Document text —
[BEGIN]
At the moment, a strong majority of Americans holds Mr. Trump responsible for the attack, with 63 percent saying he has a good amount or even a great deal of blame, according to a PBS Newshour-Marist poll. But when asked whether steps should be taken to remove him from office as a result, Americans retreated to their partisan corners, with 48 percent saying yes and 49 percent saying no.
A Reuters-Ipsos survey found that 57 percent of Americans want Mr. Trump to leave office right away. But most of them favored removal by Vice President Mike Pence and the cabinet through the disability clause of the 25th Amendment, with just 14 percent calling for another impeachment.
Mr. Trump has few defenders among Republicans for his actions exhorting the crowd before it marched on the Capitol and even some in the conservative news media turned on him, most notably The Wall Street Journal editorial page, which called his actions “impeachable” and urged him to resign.
But in the face of impeachment threats, some Republicans began taking up the fight against his opponents again. They may not like him or believe it is politically viable to be seen as excusing his behavior but are still energized by battling his enemies on the left.
On Sean Hannity’s Fox News program on Friday night, Senator Lindsey Graham, Republican of South Carolina, who was accosted by Trump supporters at an airport for opposing the president’s efforts to overturn the election, was suddenly back to castigating Mr. Trump’s rivals and talking about Hunter Biden.
Mr. Graham focused on Mr. Trump’s video message Thursday calling for healing and reconciliation, a video the president privately expressed regret for making. “Instead of trying to match what President Trump has done, the radical Democrats are talking about another impeachment that will destroy the country even further,” Mr. Graham said.
Still, Mr. Trump might have a challenge finding lawyers to defend him in any trial. Jay Sekulow, his personal lawyer who was a leader of the defense team in the impeachment trial last year, has not participated in Mr. Trump’s legal efforts to overturn Mr. Biden’s election. Pat A. Cipollone, the White House counsel who teamed up with Mr. Sekulow, has been so upset about the Capitol attack that he has considered resigning.
[END]
Entries shown —
[BEGIN]
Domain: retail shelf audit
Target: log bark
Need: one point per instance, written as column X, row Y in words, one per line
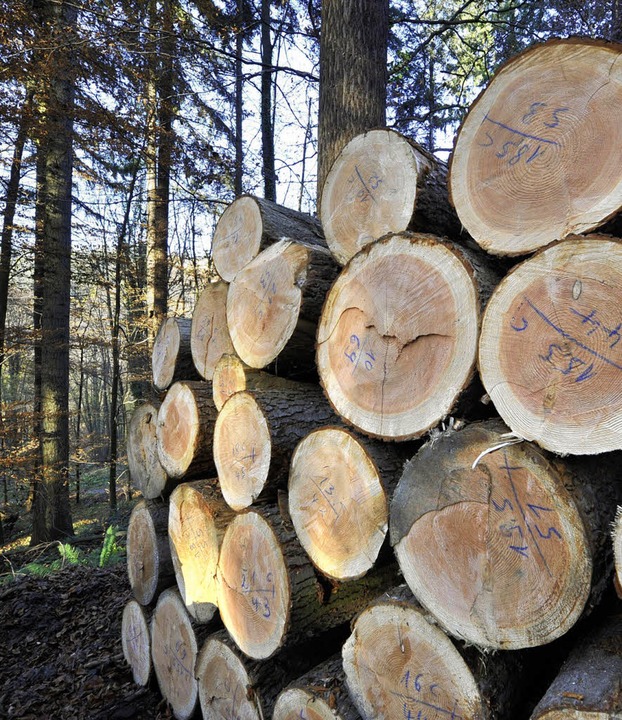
column 382, row 183
column 397, row 340
column 520, row 524
column 320, row 694
column 588, row 686
column 268, row 594
column 274, row 304
column 256, row 433
column 146, row 472
column 149, row 565
column 398, row 663
column 250, row 224
column 209, row 335
column 550, row 354
column 537, row 157
column 171, row 358
column 136, row 642
column 198, row 517
column 338, row 491
column 185, row 431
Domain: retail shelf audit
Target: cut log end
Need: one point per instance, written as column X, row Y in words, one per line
column 337, row 503
column 398, row 336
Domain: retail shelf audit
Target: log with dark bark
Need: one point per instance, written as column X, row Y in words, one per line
column 185, row 431
column 397, row 340
column 338, row 491
column 274, row 304
column 146, row 471
column 382, row 183
column 550, row 354
column 250, row 224
column 589, row 684
column 268, row 594
column 537, row 158
column 136, row 642
column 171, row 358
column 198, row 517
column 473, row 532
column 209, row 334
column 149, row 564
column 256, row 433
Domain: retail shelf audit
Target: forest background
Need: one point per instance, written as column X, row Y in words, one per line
column 126, row 128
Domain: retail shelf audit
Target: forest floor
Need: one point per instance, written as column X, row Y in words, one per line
column 60, row 625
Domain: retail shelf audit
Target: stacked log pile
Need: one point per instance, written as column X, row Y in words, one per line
column 292, row 512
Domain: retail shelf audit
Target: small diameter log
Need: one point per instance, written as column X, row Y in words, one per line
column 185, row 431
column 174, row 650
column 397, row 340
column 198, row 517
column 250, row 224
column 274, row 304
column 320, row 694
column 268, row 593
column 256, row 433
column 382, row 183
column 537, row 158
column 399, row 664
column 209, row 334
column 550, row 354
column 506, row 553
column 143, row 461
column 337, row 494
column 588, row 686
column 149, row 564
column 136, row 642
column 171, row 358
[END]
What is the Spanish for this sentence from the article on the Capitol attack: "A Reuters-Ipsos survey found that 57 percent of Americans want Mr. Trump to leave office right away."

Una encuesta de Reuters-Ipsos encontró que el 57 por ciento de los estadounidenses quiere que el Sr. Trump deje el cargo de inmediato.